[SUPPLIED PASSAGE]

====================

The basic account was written by Tom Koornwinder modified by input from
the participants and from Daniel Lozier, Martin Muldoon and Andre
Ronveaux.
The session was chaired by Charles Dunkl. He stressed the importance of
a discussion of important directions so that the rest of the world would
know what we were up to. This could be useful both to funding agencies
and to inform young people of directions in research. He proposed a
discussion of research perspectives for, successively:
1. Asymptotics
2. Harmonic analysis
3. Classical special functions
4. Mathematical physics
In the ensuing discussion, classical special functions were skipped as a
separate item, but they were covered by the item on harmonic analysis.
Mourad Ismail raised the issue of future meetings in the series
Fields-Toronto (1995) - CRM-Montreal (1996) - Mount Holyoke (1998) - Hong
Kong (1999) - Arizona (2000) ... with the suggestion that there should be
more than one year between meetings and that perhaps there should be a
joint meeting with the (mainly European) series on Orthogonal Polynomials.
There was unanimous agreement that the series should continue and support
for the idea of a meeting in the Netherlands in 2002 to be organized by
Tom Koornwinder, Nico Temme and Erik Koelink. Luc Vinet proposed that
there should be some kind of coordinating group for these meetings. There
was general agreement that the SIAM Activity Group on Orthogonal
Polynomials and Special Functions might provide this coordination. It was
stressed that this did not include the actual organization of meetings.
1. Asymptotics
1.1. Frank Olver
For ordinary differential equations it is time to write another
book to replace W. Wasow's "Asymptotic expansions for ordinary
differential equations", Wiley, 1965. The new book should be more
practical, giving simpler proofs, examples, error bounds (where
possible), increased regions of validity in the complex plane, and a
description of the different types of asymptotic solutions (explicit
and implicit). Some of the recent work on re-expansions of the
remainder terms (hyperasymptotics) should also be included.
For difference equations, the whole asymptotic theory needs reworking
in a much simpler and more readily applicable form than in the
classic (and almost impenetrable) papers of G. D. Birkhoff and W.J.
Trjitzinsky. Proofs can be given (by use of boundary-value type
methods) that obviate the need to pass from the set of integers on
which the solutions actually live, into the complex plane--with all
its attendant problems of analyticity. The two 1992 papers of R.
Wong and H. Li are a good beginning. Expansions should be sought in
inverse factorial series as well as, or in place of, conventional
expansions in inverse powers.

====================

[INFORMATION SUPPLIED]
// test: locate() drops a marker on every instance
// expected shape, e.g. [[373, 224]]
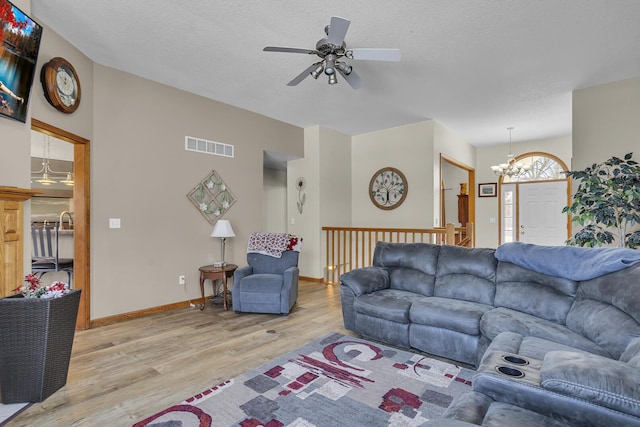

====================

[WORK TO DO]
1) Reproduce the session account word for word, everything from "The session was" down to "on harmonic analysis.".
2) Carry the account of the special-functions discussion session forward from its last sentence, writing what comes next.
The lines are separate material and have nothing to do with the account of the special-functions discussion session.

[REPLIES]
1)
The session was chaired by Charles Dunkl. He stressed the importance of
a discussion of important directions so that the rest of the world would
know what we were up to. This could be useful both to funding agencies
and to inform young people of directions in research. He proposed a
discussion of research perspectives for, successively:
1. Asymptotics
2. Harmonic analysis
3. Classical special functions
4. Mathematical physics
In the ensuing discussion, classical special functions were skipped as a
separate item, but they were covered by the item on harmonic analysis.

2)
1.2. Nico Temme
For asymptotics of integrals, the theory and construction of error bounds
lags behind the corresponding results for differential equations.
1.3. Roderick Wong
He agreed with Temme. In addition to the problem of error bounds, for
asymptotics of integrals, regions of validity are usually smaller than the
corresponding ones that can be established by using the differential
equation theory. This situation needs to be improved. For asymptotic
solutions of difference equations, Airy-type expansions should be
considered. He referred to a paper (by Costin and Costin) in SIAM J Math
Anal. In singular perturbations, derivations of asymptotics are mostly
formal; rigorous proofs may give more insight. For the nonlinear
Klein-Gordon equation, even to show that the solution is uniformly bounded
for all time is not a simple matter. For specific problems even with two
terms, it is difficult to show that the remainder is of the right order.
1.4. Robert O'Malley
Parabolic p.d.e.'s sometimes have travelling wave solutions (like
hyperbolic tangent in Burgers' equation). To obtain such solutions one has
to go back to solutions of very special o.d.e.'s and their asymptotics.
Dumb computing won't work there. Applied people have to learn about the
powerful tools of solutions by special functions and their asymptotics.
1.5. Eric Opdam
People in this workshop include, on the one hand, researchers with very
detailed knowledge of one-variable theory and, on the other hand, workers
in higher rank theory (i.e. more variable theory associated with root
systems). They should join forces in order to do asymptotics in the higher
rank case. Olver commented that in asymptotics the difficulty goes up by
an order of magnitude as each new variable is added. Moreover, because of
the increasing complexity a point of diminishing returns is soon reached.
Koelink responded that the symmetry available in the higher rank case may
help in doing asymptotics.
2. Harmonic analysis
2.1. George Gasper
A big problem is that of convolution structures.
He suggested a study of nonnegative kernels, as done for q-Racah
polynomials in the paper
G. Gasper and M. Rahman, "Nonnegative kernels in product formulas
for q-Racah polynomials", J. Math. Anal. Appl. 95 (1983), 304-318
They were able to handle only the case with symmetry; the non-symmetric
case is still open. Many other cases (of convolution structures) are
still unknown.
Dunkl remarked that all positivity results are important.
2.2. Erik Koelink
Be aware of possible applications of special functions in signal analysis,
stochastic processes, financial mathematics.
Furthermore, a lot of inspiration for further work can be obtained from
the work by Percy Deift on Riemann-Hilbert problems and random matrix theory,
see for instance
P. Deift, "Orthogonal polynomials and random matrices: a
Riemann-Hilbert approach", Courant Lecture Notes in Math., Vol. 3,
Courant Institute of Math. Sciences, 1999.
See also the topics covered in this fall's special semester on
Foundations of Computational Mathematics in Hong Kong
(http://www.damtp.cam.ac.uk/user/na/FoCM/HK.html),
in particular the workshop on Minimal energy problems
(http://www.math.usf.edu/FoCM99/).
Finally, KZ equations and elliptic hypergeometric functions are promising
fields.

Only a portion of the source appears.